──────── DATASET EXTRACT

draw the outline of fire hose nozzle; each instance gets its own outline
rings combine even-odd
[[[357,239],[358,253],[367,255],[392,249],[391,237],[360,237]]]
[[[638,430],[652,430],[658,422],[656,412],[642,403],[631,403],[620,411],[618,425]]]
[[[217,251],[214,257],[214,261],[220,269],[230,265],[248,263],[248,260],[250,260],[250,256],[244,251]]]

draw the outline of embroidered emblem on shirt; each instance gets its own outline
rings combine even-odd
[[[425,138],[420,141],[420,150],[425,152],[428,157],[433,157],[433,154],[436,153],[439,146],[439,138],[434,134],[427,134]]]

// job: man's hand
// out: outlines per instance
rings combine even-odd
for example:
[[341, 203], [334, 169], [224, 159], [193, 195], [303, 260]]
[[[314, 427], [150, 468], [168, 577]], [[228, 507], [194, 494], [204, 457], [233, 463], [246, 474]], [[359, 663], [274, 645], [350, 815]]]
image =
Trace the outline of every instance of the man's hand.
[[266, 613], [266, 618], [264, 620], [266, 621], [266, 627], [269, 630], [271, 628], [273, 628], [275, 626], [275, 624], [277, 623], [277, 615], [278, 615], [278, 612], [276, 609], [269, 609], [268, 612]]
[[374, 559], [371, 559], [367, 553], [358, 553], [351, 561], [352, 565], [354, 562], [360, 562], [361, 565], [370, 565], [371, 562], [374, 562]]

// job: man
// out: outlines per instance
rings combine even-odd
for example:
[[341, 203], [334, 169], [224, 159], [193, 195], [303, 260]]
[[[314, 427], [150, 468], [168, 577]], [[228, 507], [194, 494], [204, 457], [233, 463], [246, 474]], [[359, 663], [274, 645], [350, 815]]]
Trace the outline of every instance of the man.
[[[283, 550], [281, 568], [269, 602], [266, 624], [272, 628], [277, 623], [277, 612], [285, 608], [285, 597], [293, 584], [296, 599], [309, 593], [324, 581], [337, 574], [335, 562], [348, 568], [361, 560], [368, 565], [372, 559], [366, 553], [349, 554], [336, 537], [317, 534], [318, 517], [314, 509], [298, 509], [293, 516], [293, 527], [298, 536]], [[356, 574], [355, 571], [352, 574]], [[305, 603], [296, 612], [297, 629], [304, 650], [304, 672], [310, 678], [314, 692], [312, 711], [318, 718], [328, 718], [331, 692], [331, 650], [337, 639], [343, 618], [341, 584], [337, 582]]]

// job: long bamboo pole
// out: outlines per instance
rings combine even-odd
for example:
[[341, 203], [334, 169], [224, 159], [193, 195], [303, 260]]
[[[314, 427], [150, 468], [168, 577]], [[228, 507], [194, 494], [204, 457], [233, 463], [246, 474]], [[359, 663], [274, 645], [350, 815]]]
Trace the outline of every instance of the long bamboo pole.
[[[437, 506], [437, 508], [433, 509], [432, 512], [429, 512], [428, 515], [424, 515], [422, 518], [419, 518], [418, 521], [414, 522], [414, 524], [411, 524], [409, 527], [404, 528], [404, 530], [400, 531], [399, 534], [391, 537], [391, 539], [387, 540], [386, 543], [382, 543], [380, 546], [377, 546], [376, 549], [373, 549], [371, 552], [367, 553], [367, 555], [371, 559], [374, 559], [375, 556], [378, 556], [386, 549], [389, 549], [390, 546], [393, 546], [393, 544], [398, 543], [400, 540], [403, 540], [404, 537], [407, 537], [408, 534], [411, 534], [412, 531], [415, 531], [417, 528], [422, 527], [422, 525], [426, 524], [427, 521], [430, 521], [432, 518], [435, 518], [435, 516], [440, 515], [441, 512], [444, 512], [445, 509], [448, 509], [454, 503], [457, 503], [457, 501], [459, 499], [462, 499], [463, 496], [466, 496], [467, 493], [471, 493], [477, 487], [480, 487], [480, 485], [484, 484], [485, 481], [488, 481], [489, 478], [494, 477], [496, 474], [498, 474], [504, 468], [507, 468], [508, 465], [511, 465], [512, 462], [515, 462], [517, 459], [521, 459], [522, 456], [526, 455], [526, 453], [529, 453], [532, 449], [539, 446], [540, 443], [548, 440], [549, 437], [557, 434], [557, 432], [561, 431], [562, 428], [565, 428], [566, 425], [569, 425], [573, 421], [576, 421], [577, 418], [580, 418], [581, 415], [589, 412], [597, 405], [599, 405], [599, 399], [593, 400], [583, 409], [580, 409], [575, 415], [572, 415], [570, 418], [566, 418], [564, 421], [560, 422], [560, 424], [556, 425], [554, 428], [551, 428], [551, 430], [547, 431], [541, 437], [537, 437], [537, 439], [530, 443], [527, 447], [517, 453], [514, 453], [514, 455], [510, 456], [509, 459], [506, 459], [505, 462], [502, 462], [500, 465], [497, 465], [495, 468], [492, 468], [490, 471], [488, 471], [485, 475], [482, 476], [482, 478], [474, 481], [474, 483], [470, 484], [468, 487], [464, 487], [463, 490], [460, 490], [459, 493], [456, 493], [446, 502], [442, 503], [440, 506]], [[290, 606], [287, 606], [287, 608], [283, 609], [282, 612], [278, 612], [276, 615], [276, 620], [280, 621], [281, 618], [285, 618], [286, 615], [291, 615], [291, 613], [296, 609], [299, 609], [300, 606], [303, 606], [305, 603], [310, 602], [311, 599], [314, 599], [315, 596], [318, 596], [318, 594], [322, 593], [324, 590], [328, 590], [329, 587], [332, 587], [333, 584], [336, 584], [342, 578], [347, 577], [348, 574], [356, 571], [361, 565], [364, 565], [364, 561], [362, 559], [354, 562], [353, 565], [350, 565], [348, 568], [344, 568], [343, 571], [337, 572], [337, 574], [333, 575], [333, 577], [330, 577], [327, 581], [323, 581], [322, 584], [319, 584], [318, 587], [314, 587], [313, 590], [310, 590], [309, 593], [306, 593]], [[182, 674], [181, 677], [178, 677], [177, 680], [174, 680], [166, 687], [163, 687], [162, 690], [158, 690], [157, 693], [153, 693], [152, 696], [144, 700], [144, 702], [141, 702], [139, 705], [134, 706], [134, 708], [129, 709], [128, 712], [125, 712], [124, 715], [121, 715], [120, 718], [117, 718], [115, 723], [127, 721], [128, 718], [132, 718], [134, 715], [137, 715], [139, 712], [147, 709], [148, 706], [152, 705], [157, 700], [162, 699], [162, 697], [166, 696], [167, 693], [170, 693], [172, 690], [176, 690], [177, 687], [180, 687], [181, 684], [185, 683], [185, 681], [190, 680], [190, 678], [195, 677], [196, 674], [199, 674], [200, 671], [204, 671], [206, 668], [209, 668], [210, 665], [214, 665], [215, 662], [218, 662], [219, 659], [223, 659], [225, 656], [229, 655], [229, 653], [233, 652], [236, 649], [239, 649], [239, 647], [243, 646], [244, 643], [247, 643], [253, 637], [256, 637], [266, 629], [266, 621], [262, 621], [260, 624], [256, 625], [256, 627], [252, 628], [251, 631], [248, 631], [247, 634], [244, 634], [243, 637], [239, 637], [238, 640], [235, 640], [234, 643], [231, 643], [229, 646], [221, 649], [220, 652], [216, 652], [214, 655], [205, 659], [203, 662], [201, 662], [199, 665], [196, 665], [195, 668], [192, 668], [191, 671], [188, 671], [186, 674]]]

────────────────

(WHAT NEEDS TO BE DONE):
In the data above, find each line where the string "draw" appears, then copy it.

(SOLUTION FOR THIS TASK):
draw the outline of fire hose nozzle; each instance gets its own outline
draw the outline of embroidered emblem on shirt; each instance gets its own outline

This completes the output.